◆ STATED PROBLEM
Reproduce every line of the data below verbatim.
========
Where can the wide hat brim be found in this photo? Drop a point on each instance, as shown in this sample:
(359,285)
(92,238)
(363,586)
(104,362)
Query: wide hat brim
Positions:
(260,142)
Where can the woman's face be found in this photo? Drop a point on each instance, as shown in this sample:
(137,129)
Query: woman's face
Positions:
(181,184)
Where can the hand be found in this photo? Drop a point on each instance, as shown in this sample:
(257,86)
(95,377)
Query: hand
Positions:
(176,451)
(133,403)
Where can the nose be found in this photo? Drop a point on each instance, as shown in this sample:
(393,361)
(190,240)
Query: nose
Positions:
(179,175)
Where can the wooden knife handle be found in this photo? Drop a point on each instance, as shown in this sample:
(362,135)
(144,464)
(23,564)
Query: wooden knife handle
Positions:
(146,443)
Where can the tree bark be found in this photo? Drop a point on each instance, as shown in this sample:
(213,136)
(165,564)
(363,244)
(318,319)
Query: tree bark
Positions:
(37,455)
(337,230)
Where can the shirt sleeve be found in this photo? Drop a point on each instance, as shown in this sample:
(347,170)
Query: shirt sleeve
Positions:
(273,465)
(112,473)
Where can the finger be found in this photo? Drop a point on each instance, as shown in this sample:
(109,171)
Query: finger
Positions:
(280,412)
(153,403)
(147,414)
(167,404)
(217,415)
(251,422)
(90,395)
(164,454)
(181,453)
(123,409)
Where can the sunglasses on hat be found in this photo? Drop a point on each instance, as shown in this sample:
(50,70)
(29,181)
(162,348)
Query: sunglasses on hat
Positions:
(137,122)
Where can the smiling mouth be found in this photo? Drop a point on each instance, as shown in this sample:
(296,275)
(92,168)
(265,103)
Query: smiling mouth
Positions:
========
◆ REPLY
Where can the wide hat brim be found in this photo? Drop a point on each instance, as shown in this sample:
(359,285)
(92,238)
(363,586)
(104,362)
Query: wide hat brim
Positions:
(260,142)
Where can the woman's face be found in this photo? Drop a point on each instance, as shown in this sample:
(137,129)
Query: woman's face
Positions:
(181,184)
Where can the hand be found in this photo? Drop a point on each instance, as shown in this sample:
(257,86)
(95,377)
Query: hand
Positions:
(176,451)
(133,403)
Where can the nose be found in this photo? Drop a point on each instance, as shown in this sample:
(393,361)
(190,240)
Query: nose
Positions:
(179,175)
Where can the wooden knife handle be found in this photo? Drop a point on each instance, as shown in this sample:
(362,135)
(144,464)
(23,564)
Query: wooden knife handle
Positions:
(146,443)
Where can the tree bark be found in this photo? Drop a point on each instance, as shown in this sample:
(213,136)
(165,564)
(363,244)
(318,319)
Query: tree bark
Positions:
(37,455)
(337,230)
Where can the shirt sleeve be found in this photo? Drop a point on each instance, as shown in this sample:
(347,170)
Query: shirt sleeve
Positions:
(273,465)
(112,473)
Where can the finger be found in this photo? Drop a point on each instance, as shown in this sample:
(109,171)
Query: finger
Positions:
(280,412)
(153,403)
(147,414)
(167,404)
(217,415)
(251,422)
(90,395)
(164,454)
(181,453)
(123,409)
Where can the sunglasses on hat be found in this photo? Drop a point on each instance, as shown in this sample:
(50,70)
(29,181)
(162,348)
Query: sunglasses on hat
Positions:
(137,122)
Where can the smiling mouth be found in this photo? Drop a point on each instance, as shown in this sample:
(296,275)
(92,168)
(265,103)
Query: smiling mouth
Positions:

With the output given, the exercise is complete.